** Source extract **

* START *

# Time for memo+solving corners OR edges



## Simboubou (Apr 17, 2009)

I need 30 seconds to memorize and solve corners with 3OP, and I need 40-50 seconds to memorize and solve my edges with M2...
I thought I should improve my corners, but now I realize I should improve my edges...

What about you guys ?


----------



## byu (Apr 17, 2009)

Work on your memorization. Do edges memo-only and corners memo-only.


----------



## Faz (Apr 18, 2009)

Edge memo 20 seconds
Corner memo 30 seconds. Grr.
Corner solving 30 seconds.
Edge solving/parity 30 seconds.


----------



## happa95 (Apr 18, 2009)

fazrulz said:


> Edge memo 20 seconds
> Corner memo 30 seconds. Grr.
> Corner solving 30 seconds.
> Edge solving/parity 30 seconds.



dude, what's with your corner memo?!? It's more than your edges!


----------



## Faz (Apr 18, 2009)

3op

Visual, I have trouble getting the memo locked down. I am switching to numbers for permutation today


----------



## Simboubou (Apr 18, 2009)

* END *

** Set task 1 **
Locate every line of the records that contains the string "herringbone", and copy each of those lines. Treat uppercase and lowercase letters as different.
The thread and the records were taken from separate, unrelated sources.

** Supplied records **
* START *

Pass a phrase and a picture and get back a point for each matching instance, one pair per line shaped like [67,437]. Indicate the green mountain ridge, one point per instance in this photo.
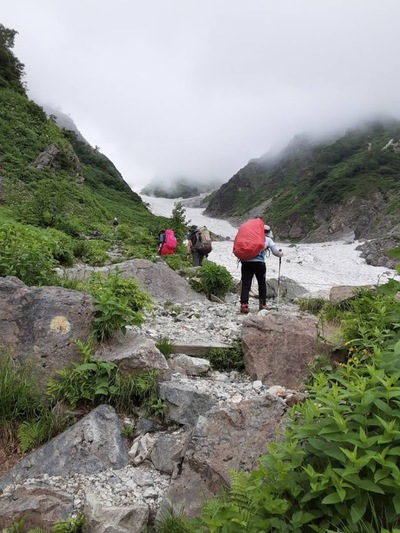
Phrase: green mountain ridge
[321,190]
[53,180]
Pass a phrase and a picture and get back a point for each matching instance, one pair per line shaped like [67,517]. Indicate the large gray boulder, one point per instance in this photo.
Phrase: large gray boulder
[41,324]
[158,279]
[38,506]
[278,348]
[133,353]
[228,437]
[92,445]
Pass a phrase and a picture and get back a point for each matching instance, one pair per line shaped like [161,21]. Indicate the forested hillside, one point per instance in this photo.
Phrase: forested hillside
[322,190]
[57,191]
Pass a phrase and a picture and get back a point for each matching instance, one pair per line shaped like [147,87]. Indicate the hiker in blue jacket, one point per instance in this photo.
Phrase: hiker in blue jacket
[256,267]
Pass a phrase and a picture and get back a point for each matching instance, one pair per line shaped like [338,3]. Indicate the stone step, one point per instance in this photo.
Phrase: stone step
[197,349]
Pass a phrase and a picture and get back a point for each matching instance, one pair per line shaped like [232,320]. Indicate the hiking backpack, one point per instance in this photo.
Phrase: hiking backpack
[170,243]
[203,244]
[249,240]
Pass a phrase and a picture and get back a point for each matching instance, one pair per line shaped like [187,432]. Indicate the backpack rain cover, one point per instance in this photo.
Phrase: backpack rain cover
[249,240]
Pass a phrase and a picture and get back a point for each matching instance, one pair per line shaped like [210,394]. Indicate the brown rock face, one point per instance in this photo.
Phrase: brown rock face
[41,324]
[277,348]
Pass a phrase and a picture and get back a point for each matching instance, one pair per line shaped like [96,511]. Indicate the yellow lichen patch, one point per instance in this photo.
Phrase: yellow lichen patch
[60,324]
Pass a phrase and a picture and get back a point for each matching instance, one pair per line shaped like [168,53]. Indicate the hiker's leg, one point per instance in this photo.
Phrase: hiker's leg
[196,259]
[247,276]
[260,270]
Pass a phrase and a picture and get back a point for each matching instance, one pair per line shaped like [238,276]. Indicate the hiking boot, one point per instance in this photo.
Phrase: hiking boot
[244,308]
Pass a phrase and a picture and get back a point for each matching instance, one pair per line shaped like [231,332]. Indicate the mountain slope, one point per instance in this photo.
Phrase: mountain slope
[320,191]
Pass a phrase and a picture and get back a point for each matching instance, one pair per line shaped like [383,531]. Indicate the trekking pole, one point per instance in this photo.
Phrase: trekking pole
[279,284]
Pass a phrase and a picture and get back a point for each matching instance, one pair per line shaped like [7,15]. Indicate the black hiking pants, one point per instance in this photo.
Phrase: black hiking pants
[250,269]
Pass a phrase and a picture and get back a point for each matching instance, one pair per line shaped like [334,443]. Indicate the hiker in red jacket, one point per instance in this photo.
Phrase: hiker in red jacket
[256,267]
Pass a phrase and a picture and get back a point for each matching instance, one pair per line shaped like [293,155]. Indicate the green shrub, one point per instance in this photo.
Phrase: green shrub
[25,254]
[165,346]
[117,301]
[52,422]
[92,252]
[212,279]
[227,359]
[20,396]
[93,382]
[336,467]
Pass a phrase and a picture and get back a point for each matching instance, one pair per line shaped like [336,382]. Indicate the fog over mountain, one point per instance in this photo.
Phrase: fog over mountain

* END *
* START *

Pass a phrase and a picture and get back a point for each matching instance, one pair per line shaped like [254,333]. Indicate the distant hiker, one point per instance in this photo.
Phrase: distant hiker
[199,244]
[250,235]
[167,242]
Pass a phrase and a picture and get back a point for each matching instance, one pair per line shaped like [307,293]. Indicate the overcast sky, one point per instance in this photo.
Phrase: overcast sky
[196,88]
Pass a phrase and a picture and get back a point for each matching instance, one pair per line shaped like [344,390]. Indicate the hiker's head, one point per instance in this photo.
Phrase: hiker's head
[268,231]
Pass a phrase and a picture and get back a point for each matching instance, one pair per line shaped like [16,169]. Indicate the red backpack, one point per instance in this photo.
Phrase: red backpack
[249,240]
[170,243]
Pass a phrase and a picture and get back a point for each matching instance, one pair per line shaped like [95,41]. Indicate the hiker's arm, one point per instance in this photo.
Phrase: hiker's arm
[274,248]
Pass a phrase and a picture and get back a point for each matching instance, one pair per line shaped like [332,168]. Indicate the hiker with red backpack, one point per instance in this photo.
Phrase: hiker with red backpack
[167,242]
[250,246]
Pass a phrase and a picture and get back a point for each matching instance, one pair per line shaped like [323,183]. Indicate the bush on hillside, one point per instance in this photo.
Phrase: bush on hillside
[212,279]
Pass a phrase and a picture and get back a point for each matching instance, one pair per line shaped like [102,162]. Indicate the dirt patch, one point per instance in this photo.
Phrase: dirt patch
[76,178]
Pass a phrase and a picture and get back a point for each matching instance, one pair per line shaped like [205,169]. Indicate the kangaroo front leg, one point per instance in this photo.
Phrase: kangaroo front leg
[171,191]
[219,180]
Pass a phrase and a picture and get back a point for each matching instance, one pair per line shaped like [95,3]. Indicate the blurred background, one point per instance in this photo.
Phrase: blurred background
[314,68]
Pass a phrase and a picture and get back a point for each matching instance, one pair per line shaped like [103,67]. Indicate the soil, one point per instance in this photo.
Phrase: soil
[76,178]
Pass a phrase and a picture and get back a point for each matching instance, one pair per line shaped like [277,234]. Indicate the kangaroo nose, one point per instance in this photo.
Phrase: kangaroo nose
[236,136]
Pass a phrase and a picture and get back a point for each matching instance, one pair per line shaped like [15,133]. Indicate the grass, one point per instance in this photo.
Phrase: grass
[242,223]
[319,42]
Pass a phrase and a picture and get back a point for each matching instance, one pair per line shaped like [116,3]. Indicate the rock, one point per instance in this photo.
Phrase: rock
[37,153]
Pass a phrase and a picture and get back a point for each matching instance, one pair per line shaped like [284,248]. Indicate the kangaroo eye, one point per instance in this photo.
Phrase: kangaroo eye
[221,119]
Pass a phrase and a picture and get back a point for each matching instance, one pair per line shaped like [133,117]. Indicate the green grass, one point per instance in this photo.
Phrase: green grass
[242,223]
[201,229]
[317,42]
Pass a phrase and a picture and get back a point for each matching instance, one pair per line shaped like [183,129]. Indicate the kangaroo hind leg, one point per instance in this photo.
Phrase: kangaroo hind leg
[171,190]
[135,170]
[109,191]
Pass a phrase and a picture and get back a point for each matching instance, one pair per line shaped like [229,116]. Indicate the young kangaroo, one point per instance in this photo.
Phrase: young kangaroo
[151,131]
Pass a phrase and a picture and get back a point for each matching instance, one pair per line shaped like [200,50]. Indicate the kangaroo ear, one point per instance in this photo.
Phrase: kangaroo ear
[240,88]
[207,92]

* END *
* START *

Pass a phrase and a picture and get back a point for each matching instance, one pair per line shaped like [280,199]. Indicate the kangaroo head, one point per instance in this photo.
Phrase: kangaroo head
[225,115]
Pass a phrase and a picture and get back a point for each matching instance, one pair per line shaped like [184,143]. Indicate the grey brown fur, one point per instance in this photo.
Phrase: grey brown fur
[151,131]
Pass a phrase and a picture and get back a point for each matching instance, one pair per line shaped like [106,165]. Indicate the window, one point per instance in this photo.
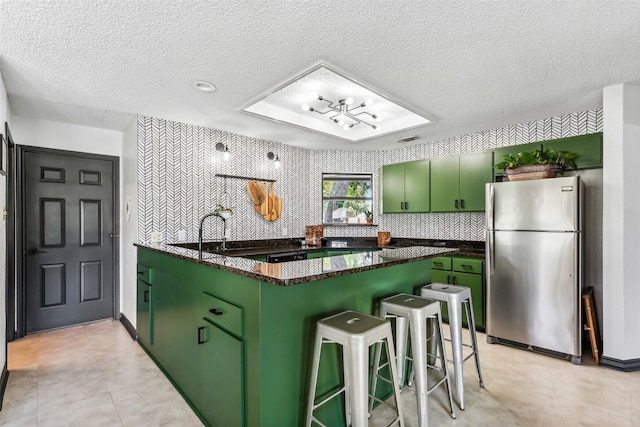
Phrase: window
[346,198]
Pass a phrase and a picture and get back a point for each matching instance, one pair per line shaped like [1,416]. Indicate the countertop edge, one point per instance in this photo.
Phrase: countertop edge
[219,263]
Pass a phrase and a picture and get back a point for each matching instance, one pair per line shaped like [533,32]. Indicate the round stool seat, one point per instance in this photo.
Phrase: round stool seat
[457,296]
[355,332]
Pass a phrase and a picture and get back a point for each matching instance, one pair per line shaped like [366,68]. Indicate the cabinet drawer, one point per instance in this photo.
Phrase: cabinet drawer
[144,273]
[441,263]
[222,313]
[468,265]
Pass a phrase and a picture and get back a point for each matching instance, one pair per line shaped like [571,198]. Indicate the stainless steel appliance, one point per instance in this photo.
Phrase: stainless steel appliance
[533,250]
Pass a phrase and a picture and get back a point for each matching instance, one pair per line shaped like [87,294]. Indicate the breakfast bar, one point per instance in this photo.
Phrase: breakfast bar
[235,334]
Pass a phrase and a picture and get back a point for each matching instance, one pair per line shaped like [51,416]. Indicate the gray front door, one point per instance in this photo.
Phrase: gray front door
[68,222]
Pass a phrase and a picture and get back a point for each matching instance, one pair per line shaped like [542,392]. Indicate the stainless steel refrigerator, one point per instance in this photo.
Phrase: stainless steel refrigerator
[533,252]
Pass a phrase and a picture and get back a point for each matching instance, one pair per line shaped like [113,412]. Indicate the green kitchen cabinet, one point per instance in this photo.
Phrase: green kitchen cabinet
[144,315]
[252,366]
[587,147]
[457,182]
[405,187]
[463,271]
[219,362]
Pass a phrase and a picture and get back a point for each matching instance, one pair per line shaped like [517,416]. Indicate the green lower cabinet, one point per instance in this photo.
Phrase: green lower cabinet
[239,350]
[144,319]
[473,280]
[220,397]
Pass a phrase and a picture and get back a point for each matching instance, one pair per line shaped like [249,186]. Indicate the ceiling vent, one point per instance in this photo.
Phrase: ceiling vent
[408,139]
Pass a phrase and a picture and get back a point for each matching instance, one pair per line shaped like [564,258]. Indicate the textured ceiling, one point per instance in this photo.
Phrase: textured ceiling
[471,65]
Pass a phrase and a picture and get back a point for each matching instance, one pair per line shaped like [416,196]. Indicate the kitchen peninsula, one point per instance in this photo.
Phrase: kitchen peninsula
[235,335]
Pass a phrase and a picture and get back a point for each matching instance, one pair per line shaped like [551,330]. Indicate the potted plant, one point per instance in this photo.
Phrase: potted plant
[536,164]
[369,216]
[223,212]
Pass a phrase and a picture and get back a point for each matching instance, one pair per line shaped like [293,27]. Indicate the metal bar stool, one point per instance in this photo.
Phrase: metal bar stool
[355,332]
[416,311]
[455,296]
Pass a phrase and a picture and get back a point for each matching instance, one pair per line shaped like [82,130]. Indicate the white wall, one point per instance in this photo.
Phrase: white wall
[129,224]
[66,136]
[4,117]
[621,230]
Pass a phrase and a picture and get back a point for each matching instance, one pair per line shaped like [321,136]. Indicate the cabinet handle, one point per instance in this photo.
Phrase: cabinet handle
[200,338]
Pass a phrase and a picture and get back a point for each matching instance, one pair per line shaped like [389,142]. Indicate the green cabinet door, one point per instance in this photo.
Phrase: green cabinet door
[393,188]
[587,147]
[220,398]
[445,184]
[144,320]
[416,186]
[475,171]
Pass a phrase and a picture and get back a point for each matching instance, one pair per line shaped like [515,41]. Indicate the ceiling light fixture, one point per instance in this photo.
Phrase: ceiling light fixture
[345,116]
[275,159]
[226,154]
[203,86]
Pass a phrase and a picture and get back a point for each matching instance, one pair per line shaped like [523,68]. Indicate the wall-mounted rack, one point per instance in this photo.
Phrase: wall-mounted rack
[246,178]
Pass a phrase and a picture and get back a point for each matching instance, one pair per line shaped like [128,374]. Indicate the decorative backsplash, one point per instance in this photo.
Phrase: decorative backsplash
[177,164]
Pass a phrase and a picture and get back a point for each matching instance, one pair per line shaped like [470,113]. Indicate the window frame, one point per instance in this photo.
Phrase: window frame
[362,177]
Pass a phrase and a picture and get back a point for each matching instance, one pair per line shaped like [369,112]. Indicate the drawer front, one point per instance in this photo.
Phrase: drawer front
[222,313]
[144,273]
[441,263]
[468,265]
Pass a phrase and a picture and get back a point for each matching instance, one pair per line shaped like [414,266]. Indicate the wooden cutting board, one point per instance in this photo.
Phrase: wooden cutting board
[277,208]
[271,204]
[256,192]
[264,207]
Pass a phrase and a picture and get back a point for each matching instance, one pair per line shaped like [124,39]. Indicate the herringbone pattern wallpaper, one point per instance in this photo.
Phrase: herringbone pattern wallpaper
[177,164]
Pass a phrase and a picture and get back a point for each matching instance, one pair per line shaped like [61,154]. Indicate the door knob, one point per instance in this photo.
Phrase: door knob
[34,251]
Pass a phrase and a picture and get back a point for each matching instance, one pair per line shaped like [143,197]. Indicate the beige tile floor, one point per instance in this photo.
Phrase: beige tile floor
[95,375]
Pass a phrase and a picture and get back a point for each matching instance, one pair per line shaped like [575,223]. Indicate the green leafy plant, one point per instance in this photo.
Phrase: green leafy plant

* END *

** Set task 2 **
Write the next part of the forum thread about memorization and solving times for blindfolded corners and edges, picking up from its last line.

** Task output 1 **
Pass a phrase and a picture and get back a point for each matching instance, one pair per line shaped like [124,39]. Indicate the herringbone pattern wallpaper, one point per instance in this photo.
Phrase: herringbone pattern wallpaper

** Task output 2 **
Man, it takes me like 20-30 seconds to solve edges wiyh M2, how can I be so slow ?


----------



## byu (Apr 18, 2009)

Is your turning speed slow, or do you find yourself pausing in the middle?


----------



## Simboubou (Apr 18, 2009)

Both, I guess.Every time, It takes me several seconds to remember how the cycle start. I should use my ring finger.


----------



## byu (Apr 18, 2009)

Try to reduce pauses by thinking about the next piece while solving the piece before.


----------



## SimonWestlund (Apr 21, 2009)

happa95 said:


> fazrulz said:
> 
> 
> > Edge memo 20 seconds
> ...



Unfortunately I think that's the same case as me  I just can't get my corner memo stuck in my head!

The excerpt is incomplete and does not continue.